* **Exercise text**:
= Beginning of Section =
Wandercraft to use exoskeletons to help handicapped people walk again

After a fund-raising campaign which generated 15 million euros, a start-up by the name of Wandercraft is hoping to help physically handicapped people to get about upright using "robot walkers".


Helping paraplegics to walk using exoskeletons – that is the aim of a start-up by the name of Wandercraft, founded by Nicolas Simon, Alexandre Boulanger and Matthieu Masselin, who are all graduates of the French Ecole Polytechnique, with Jean-Louis Constanza brought in to head the team in 2013. The project has already raised almost 15 million euros from companies Bbifrance, XAnge, Idinvest and Family Office Cemag, with Xavier Niel – founder of Free – and Marc Simoncini – the man behind Sensee and Meetic – having already come on board previously.

A high-level team for an ambitious project

"The funds that we have just raised will enable us to obtain medical certification for our exoskeletons and to construct eight of them," Constanza said to French daily Le Figaro. "You have three PhDs, a gold medal in maths from Vietnam, a silver medal from France… That’s a good indication of who we are… There are very few start-ups that can boast a talent pool like ours," he adds, proud of his team of 35 young highly-qualified mathematicians who are specialised in a number of fields, particularly algorithmics. Talent is certainly what is required to design robots capable of walking naturally – something that represents a considerable challenge in terms of technology.

Six motors in each leg

The exoskeletons designed by Wandercraft will initially be for paraplegic patients as part of the care that they receive from their medical institution. They will feature two fully articulated legs, with each articulation having a motor (making six in all). They are accurately measured to the nearest millimetre, and will also be fitted with protective padding on the inside so that they fit perfectly to the patient and avoid scarring or sores.
= End of Section =
* **Questions on the material**:
1. According to the Wandercraft article, who was brought in to head the team in 2013?
2. Copy the passage from the Wandercraft article word for word. Begin at the words "Helping paraplegics to" and stop after the words "on board previously.".

* **Record excerpts**:
= Beginning of Section =
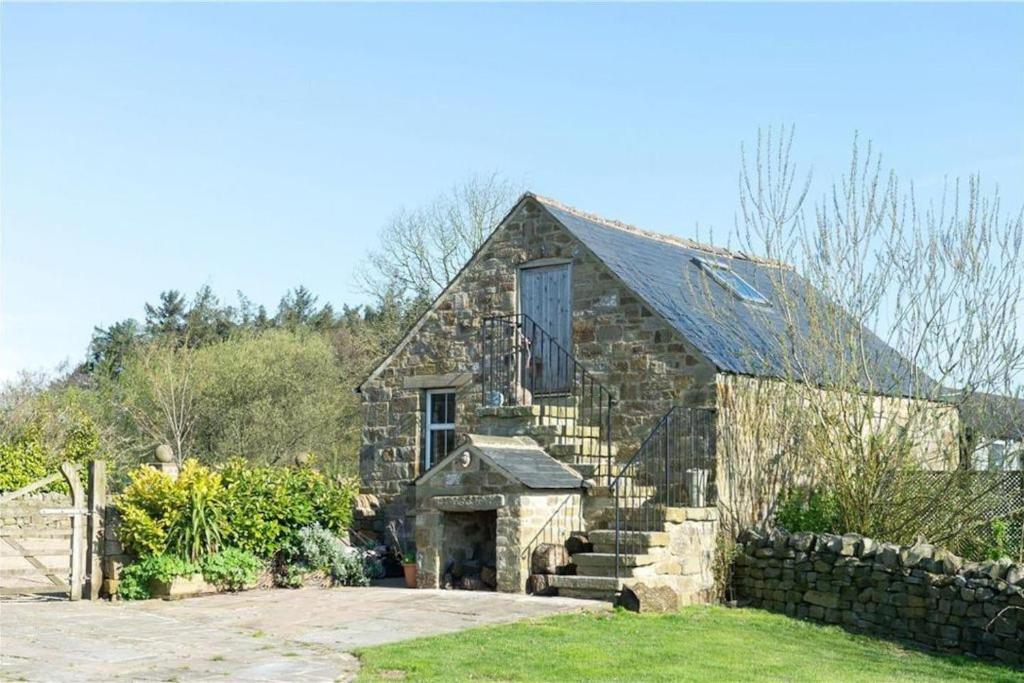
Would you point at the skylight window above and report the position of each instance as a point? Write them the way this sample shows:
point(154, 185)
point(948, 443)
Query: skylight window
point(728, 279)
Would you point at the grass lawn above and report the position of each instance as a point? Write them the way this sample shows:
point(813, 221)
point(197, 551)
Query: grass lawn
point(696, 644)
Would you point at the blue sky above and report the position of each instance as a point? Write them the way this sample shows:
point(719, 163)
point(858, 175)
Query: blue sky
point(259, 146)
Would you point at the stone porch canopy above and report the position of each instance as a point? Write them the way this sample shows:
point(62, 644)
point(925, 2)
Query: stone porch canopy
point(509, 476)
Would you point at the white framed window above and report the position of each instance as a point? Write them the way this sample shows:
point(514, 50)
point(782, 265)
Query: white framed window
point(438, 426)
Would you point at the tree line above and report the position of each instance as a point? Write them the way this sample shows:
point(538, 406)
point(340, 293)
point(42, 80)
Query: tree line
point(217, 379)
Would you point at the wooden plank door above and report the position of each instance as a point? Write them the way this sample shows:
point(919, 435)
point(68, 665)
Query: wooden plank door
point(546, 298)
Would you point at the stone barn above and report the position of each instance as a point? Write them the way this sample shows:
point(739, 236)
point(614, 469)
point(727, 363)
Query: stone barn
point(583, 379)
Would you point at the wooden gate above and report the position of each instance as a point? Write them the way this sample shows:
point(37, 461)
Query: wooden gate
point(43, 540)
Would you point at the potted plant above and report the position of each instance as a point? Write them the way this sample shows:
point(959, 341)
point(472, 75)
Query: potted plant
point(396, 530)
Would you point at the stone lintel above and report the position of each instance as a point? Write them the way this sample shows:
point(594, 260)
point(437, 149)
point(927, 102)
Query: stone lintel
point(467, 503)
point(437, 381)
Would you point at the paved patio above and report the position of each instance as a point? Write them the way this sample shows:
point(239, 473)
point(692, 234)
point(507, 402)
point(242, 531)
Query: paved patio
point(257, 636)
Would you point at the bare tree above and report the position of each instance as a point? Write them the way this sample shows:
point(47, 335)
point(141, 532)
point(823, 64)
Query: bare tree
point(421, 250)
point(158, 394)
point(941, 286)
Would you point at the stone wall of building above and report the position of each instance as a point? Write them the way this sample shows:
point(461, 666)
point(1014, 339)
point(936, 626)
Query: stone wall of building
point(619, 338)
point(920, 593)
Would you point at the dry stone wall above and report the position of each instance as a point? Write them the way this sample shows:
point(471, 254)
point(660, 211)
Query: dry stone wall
= End of Section =
= Beginning of Section =
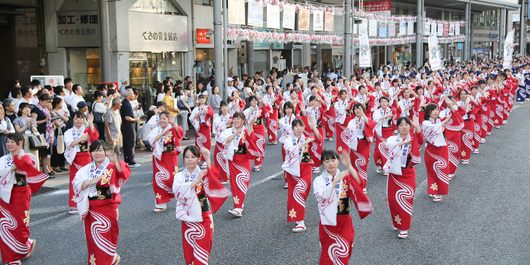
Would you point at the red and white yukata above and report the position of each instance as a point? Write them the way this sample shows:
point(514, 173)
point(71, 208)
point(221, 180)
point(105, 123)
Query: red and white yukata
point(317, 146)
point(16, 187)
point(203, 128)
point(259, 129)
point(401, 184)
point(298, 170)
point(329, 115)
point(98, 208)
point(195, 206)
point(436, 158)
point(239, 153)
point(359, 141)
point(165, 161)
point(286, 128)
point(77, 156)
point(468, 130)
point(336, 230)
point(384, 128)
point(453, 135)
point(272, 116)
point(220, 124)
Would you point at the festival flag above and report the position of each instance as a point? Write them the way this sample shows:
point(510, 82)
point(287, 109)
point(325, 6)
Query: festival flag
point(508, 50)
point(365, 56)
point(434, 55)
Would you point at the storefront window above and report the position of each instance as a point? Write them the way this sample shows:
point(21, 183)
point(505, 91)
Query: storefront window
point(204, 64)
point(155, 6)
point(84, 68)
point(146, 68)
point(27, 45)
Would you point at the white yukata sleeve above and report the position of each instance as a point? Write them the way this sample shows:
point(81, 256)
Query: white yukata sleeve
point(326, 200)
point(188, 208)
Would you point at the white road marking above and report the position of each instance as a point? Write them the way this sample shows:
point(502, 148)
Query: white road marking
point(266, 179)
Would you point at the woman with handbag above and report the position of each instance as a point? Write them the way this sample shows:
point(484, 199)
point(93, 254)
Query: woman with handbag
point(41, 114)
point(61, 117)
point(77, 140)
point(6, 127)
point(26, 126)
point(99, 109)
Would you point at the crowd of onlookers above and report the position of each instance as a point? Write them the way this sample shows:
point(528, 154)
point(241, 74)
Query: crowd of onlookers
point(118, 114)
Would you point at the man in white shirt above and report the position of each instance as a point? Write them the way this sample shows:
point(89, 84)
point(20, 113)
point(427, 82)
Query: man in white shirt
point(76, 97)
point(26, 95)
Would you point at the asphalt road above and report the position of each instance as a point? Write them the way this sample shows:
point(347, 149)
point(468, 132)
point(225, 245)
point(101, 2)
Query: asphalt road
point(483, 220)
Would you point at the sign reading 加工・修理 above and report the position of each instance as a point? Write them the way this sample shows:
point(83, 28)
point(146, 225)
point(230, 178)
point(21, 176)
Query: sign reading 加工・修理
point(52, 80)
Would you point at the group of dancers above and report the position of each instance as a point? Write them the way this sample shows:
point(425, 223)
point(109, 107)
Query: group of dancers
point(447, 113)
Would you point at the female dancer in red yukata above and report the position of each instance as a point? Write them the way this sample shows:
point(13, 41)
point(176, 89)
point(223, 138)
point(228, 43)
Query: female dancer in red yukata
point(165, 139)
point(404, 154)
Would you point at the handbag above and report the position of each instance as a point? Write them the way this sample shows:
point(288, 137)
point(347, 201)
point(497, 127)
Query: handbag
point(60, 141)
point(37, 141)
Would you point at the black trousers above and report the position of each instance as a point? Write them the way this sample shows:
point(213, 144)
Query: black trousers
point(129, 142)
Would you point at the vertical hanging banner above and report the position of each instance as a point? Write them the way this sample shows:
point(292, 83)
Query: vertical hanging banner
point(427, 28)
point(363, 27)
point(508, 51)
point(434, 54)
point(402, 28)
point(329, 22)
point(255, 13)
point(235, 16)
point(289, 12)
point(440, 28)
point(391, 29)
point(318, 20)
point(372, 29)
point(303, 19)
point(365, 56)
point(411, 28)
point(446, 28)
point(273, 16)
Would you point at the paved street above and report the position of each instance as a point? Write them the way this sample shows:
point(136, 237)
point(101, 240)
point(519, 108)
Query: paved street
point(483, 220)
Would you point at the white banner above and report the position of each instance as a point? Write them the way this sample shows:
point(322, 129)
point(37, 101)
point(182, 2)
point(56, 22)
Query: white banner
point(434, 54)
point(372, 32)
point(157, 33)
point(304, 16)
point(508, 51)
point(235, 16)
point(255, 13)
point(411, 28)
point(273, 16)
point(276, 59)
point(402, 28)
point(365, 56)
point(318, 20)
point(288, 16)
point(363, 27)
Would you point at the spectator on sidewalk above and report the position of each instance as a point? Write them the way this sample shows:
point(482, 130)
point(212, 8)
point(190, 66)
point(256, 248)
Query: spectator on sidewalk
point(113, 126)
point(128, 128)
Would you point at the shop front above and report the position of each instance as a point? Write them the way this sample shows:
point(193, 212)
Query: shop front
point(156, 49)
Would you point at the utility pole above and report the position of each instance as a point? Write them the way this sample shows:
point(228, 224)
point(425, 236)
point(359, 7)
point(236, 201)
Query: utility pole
= End of Section =
= Beginning of Section =
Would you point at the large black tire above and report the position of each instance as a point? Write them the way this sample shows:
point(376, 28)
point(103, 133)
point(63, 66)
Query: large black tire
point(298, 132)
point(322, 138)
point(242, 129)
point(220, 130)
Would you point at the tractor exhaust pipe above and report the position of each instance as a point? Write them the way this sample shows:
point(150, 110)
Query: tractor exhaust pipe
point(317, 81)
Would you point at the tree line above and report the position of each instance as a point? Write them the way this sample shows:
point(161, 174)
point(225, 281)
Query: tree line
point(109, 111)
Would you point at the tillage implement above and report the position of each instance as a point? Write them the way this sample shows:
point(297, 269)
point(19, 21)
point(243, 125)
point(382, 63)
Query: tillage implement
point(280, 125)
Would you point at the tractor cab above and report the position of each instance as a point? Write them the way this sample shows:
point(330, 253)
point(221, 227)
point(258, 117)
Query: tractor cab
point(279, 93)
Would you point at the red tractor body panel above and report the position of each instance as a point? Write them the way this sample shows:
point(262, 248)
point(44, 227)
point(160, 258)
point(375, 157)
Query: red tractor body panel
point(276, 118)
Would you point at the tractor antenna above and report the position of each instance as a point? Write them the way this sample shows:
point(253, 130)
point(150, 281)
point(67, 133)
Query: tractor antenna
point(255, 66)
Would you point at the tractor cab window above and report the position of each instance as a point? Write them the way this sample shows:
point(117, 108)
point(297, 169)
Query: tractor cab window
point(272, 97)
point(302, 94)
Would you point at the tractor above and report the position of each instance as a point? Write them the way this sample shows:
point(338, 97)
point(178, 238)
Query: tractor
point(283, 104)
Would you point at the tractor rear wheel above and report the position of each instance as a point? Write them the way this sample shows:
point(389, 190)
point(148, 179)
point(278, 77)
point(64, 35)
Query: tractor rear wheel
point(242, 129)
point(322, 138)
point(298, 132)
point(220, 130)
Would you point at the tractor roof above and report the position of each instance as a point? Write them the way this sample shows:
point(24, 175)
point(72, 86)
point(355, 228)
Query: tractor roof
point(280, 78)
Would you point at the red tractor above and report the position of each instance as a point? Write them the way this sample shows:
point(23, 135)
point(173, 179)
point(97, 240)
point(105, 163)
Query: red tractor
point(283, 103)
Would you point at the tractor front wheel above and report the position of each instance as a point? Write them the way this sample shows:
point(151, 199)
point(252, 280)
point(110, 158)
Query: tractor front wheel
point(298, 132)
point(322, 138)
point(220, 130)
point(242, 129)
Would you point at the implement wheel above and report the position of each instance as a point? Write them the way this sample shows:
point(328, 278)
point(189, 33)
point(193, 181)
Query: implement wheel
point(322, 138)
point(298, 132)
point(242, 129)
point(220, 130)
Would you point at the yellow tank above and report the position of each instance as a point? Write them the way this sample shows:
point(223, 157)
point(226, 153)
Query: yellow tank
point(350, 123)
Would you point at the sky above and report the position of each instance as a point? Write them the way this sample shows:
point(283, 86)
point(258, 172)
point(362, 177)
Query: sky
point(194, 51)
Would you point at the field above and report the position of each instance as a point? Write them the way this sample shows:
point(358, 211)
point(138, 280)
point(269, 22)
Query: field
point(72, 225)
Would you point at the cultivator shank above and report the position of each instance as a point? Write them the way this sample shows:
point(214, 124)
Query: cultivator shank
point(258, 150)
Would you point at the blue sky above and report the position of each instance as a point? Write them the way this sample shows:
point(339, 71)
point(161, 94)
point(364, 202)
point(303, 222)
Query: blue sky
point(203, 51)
= End of Section =
* **Exercise solutions**:
1. Jean-Louis Constanza

2.
Helping paraplegics to walk using exoskeletons – that is the aim of a start-up by the name of Wandercraft, founded by Nicolas Simon, Alexandre Boulanger and Matthieu Masselin, who are all graduates of the French Ecole Polytechnique, with Jean-Louis Constanza brought in to head the team in 2013. The project has already raised almost 15 million euros from companies Bbifrance, XAnge, Idinvest and Family Office Cemag, with Xavier Niel – founder of Free – and Marc Simoncini – the man behind Sensee and Meetic – having already come on board previously.